## Compito 1
Nel brano sul secondo precetto buddhista, in quali tre tipi si può separare il precetto quando lo si assume come addestramento?
## Compito 2
Nel brano sul secondo precetto buddhista, rinomina "generosità" in "gentilezza" nella parte che parte da "Carattere. La seconda" e arriva a "al potere dell’avidità.", e riscrivila.
## Compito 3
Prosegui il brano sul secondo precetto buddhista dal punto in cui si ferma.

## Brano estratto
Nel rituale buddhista, quando le persone esprimono la loro intenzione di vivere secondo il secondo dei precetti etici, dicono: “Mi impegno ad astenermi dal prendere ciò che non viene dato”. Chiamare questo “addestramento” significa che si sta lavorando per vivere pienamente questo precetto. Non si tratta di un voto di purezza etica che si è obbligati a rispettare. Si tratta piuttosto dell’intenzione di allenarsi sinceramente per diventare una persona all’altezza di questo precetto. Quando viene assunto come addestramento, il secondo precetto può essere separato in tre tipi: nell’astensione, nel carattere e nella comprensione. Questi tre elementi sono aspetti dei tre addestramenti superiori.

Astenersi. L’addestramento ad astenersi dal causare danni è centrale nella pratica buddhista. Quando ci asteniamo dal prendere ciò che non ci viene offerto, evitiamo di confondere, danneggiare o turbare gli altri. Noi stessi beneficiamo dall’avere la coscienza pulita, sapendo che non abbiamo dato motivo alle persone di arrabbiarsi con noi. Proviamo anche la soddisfazione di non cedere all’avidità.

L’addestramento all’astensione è un supporto per la pratica della consapevolezza. Quando ci tratteniamo dall’impulso di prendere, abbiamo l’opportunità di esaminare attentamente la natura di quell’impulso. Quali convinzioni, emozioni e desideri nasconde? Quali giustificazioni usiamo per prendere cose che non ci vengono offerte? Oppure, se ci vengono offerte, le prendiamo per lo scopo per cui ci sono state date? Forse al lavoro le penne o la cancelleria sono offerte gratuitamente, tuttavia questo non significa che possiamo portarle a casa per distribuirle a tutti i nostri parenti. Per la pratica della consapevolezza, quanto più siamo rigorosi con il secondo precetto, tanto più abbiamo l’opportunità di sondare in profondità ciò che ci motiva.

In particolare, è utile esplorare il ruolo dell’avidità e dell’egoismo nei nostri impulsi a prendere ciò che non ci è stato dato. Poiché il sentiero buddhista è un modo per porre fine all’avidità e all’egocentrismo, vivere con questo precetto ci aiuta a rimanere su questo sentiero.

Carattere. La seconda area di formazione è lo sviluppo del nostro carattere o disposizione di base. Qui il secondo precetto diventa un precetto in azione, impegnandoci in quelle attività mentali e fisiche che ci trasformano dall’interno. Vivere secondo il secondo precetto è un invito a praticare la generosità, la buona volontà, la soddisfazione e la libertà dagli attaccamenti. Se ci comportiamo sempre di più in questo modo, non solo agiamo in modo etico, ma diventiamo etici. Essere etici diventa parte del nostro carattere, poiché sviluppiamo una maggiore consapevolezza, empatia, felicità ed equanimità. Tutte queste caratteristiche si combinano per promuovere una maggiore sensibilità e attenzione etica e funzionano come antidoti al potere dell’avidità.

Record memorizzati
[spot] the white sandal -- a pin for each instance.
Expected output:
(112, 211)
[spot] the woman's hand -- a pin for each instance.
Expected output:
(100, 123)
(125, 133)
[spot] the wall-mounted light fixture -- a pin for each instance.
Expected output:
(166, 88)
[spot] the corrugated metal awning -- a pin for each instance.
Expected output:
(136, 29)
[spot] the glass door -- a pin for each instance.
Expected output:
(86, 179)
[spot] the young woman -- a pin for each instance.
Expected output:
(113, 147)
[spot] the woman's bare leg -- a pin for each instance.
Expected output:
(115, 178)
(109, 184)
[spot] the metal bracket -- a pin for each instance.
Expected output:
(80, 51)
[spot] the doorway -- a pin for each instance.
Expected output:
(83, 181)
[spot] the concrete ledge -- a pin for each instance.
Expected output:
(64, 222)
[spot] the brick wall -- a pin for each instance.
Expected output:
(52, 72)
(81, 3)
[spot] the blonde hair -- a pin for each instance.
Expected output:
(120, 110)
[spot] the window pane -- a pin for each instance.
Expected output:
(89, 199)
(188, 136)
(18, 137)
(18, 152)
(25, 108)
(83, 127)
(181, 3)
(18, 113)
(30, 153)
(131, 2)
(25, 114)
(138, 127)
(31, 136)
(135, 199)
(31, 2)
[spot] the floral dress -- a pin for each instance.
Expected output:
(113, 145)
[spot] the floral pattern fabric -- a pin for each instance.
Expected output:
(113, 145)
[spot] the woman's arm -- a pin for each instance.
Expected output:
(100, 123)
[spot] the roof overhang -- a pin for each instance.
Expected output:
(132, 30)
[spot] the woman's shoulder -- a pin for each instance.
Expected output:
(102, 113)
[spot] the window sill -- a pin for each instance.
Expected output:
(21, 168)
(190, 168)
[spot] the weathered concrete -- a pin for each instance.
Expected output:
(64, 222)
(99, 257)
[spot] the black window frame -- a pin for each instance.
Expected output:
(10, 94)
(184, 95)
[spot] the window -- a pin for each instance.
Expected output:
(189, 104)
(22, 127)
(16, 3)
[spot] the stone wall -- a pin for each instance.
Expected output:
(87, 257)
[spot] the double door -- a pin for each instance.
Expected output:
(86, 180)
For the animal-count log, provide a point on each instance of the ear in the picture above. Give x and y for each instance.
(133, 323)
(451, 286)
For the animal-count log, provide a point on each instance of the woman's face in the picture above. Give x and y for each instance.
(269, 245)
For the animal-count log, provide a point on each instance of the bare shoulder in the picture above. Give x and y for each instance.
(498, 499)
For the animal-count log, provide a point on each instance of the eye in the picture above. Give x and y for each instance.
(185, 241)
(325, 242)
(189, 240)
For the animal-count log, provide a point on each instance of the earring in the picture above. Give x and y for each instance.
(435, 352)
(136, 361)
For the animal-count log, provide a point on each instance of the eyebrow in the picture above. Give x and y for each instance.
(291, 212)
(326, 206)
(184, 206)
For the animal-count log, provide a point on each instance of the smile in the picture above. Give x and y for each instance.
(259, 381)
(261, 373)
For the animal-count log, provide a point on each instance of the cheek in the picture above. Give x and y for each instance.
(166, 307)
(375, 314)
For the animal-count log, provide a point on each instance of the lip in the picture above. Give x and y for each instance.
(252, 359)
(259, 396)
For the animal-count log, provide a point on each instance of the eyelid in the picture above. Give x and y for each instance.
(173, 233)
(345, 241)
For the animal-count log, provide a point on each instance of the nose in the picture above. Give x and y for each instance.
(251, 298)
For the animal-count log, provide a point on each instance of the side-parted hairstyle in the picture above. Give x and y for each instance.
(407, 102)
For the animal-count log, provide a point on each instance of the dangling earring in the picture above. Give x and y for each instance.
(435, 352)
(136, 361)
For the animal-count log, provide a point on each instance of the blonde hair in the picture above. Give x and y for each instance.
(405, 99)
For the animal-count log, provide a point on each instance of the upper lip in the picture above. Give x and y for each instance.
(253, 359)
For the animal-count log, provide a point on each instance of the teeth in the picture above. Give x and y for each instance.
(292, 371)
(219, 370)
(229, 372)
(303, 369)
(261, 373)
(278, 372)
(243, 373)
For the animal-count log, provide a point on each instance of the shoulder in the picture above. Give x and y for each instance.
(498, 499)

## Risposta 1
Nell'astensione, nel carattere e nella comprensione.

## Risposta 2
Carattere. La seconda area di formazione è lo sviluppo del nostro carattere o disposizione di base. Qui il secondo precetto diventa un precetto in azione, impegnandoci in quelle attività mentali e fisiche che ci trasformano dall’interno. Vivere secondo il secondo precetto è un invito a praticare la gentilezza, la buona volontà, la soddisfazione e la libertà dagli attaccamenti. Se ci comportiamo sempre di più in questo modo, non solo agiamo in modo etico, ma diventiamo etici. Essere etici diventa parte del nostro carattere, poiché sviluppiamo una maggiore consapevolezza, empatia, felicità ed equanimità. Tutte queste caratteristiche si combinano per promuovere una maggiore sensibilità e attenzione etica e funzionano come antidoti al potere dell’avidità.

## Risposta 3
Ogni inclinazione a prendere o desiderare qualcosa può essere un’occasione per praticare una maggiore consapevolezza. Per le persone che non rubano davvero, questo può essere fatto portando maggiore attenzione alle forme sottili di prendere ciò che non viene dato, come dominare una conversazione, spingere per essere in prima fila o non dire alla cassiera che ci è stato addebitato un prezzo inferiore per un acquisto. Il precetto può funzionare come “spunto di consapevolezza”. Ogni volta che desideriamo avere qualcosa che non ci è stato dato, il nostro impegno nei confronti del precetto può indurci a prestare maggiore attenzione a ciò che sta accadendo nella nostra vita interiore e a ricominciare a vivere una vita etica. Il secondo precetto offre anche l’opportunità di addestrarsi alla contentezza. Possiamo cercare dei modi per sostituire l’avidità e il desiderio con un senso di soddisfazione per ciò che già abbiamo già. Possiamo anche esercitarci ad accontentarci di ciò che ci viene dato od offerto, senza cercare di ottenere qualcosa di più o di meglio. La soddisfazione è forse uno dei supporti più sottovalutati nell’addestramento sul sentiero. Vale la pena coltivarla.

Poiché prendere ciò che non viene dato coinvolge le nostre relazioni con gli altri, il secondo precetto può essere utilizzato anche come mezzo per dare maggiore attenzione alle altre persone. Quando desideriamo qualcosa che appartiene agli altri, possiamo dedicare del tempo a permettere alla nostra empatia di farci apprezzare maggiormente gli altri e le loro circostanze. Esercitare l’empatia la rafforza e la aumenta.

Un addestramento strettamente associato al secondo precetto è la generosità, ovvero “dare anche ciò che non ci viene chiesto”. La generosità non può mai essere un obbligo: la donazione basata sull’obbligo può talvolta essere necessaria, ma non è generosità. Può essere molto significativo esplorare i modi per essere generosi. Ogni volta che siamo tentati di prendere ciò che non viene dato, possiamo invece pensare a come sostituire la tentazione con la generosità. Poi prendiamoci il tempo di sentirci nutriti da questa generosità. Il nostro carattere interiore cambierà in meglio.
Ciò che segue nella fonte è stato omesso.